# Adjustable acme thread grinding gage



## Technical Ted (Feb 8, 2020)

I've been single pointing  some small diameter (1/2" - 10) acme nuts and screws for my equipment and have always struggled trying to check my grinds on the small internal tools. The "store bought" type gage is way to big and I've tried using some of my different protractors and I can't get on the both the sides of the HSS bit to verify it's correct. I end up holding the protractor either behind or in front of the silver soldered bit and eye balling it. Most likely close enough, but I've always wanted a better way.

So, today I made this adjustable gage on my surface grinder and my tool & cutter grinder.  I can extend the pieces out for longer/bigger external tools, but also choke up one edge so I can get in and check the inside edge of my soldered internal bars.

The clamp is an extra height gage clamp. The top piece has a 45 degree grind for clearance and the bottom piece has a 29 degree grind.

Works great!

Ted


----------



## benmychree (Feb 8, 2020)

■ EXERCISE SET
(1) Rewrite the part of the gage post that begins at "So, today I" and stops after "soldered internal bars.", putting "milling machine" in place of "surface grinder".
(2) In the gage post, what angle is ground on the bottom piece of the gage?
(3) Name every tool or machine the gage post says the author used, either in the old way of checking grinds or in building the new gage, including the part that serves as its clamp.

■ SUPPLIED DATA
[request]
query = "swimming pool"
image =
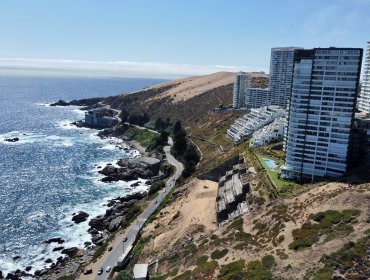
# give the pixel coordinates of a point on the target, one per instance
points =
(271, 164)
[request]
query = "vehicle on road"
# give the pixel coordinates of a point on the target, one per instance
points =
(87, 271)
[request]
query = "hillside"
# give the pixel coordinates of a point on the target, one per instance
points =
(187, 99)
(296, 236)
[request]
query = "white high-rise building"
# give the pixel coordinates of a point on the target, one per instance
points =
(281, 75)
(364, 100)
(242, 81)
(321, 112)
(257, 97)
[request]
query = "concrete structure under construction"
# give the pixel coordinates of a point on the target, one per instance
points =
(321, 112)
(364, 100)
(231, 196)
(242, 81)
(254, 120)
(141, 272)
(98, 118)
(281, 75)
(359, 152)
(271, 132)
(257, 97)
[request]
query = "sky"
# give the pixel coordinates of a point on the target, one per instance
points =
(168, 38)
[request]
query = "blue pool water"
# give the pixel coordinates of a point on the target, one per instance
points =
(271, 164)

...

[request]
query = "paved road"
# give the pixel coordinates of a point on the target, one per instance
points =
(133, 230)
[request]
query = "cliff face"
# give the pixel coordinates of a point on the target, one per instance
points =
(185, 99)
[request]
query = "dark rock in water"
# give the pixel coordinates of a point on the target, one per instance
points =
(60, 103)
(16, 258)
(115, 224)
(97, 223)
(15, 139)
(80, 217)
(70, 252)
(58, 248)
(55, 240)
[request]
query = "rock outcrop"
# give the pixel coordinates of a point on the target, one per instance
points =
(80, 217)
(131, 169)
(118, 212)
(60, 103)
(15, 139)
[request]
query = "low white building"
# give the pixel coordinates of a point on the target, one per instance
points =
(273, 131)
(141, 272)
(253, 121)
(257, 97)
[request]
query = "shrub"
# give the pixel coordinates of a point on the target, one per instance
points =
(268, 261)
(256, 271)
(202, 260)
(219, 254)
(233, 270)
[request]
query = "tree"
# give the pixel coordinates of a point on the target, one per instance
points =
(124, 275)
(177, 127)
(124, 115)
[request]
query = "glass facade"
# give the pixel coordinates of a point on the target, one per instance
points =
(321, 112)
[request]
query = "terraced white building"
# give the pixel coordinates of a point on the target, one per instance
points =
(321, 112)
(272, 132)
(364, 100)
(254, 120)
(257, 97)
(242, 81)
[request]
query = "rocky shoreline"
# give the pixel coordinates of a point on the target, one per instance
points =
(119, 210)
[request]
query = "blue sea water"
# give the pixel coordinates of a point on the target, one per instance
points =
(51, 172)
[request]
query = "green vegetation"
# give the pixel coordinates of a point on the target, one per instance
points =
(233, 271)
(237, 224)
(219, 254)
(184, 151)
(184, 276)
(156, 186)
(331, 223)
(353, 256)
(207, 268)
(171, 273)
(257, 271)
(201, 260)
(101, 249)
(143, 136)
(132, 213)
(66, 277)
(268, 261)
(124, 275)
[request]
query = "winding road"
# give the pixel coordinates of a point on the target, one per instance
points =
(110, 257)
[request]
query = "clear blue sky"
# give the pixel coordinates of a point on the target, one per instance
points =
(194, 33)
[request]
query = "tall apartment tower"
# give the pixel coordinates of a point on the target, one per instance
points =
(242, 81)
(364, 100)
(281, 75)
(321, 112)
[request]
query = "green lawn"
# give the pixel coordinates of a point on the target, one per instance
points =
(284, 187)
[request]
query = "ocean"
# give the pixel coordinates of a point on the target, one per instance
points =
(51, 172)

■ SOLUTION SET
(1)
So, today I made this adjustable gage on my milling machine and my tool & cutter grinder.  I can extend the pieces out for longer/bigger external tools, but also choke up one edge so I can get in and check the inside edge of my soldered internal bars.

(2) A 29 degree grind.

(3)
- Protractors
- Surface grinder
- Tool & cutter grinder
- An extra height gage clamp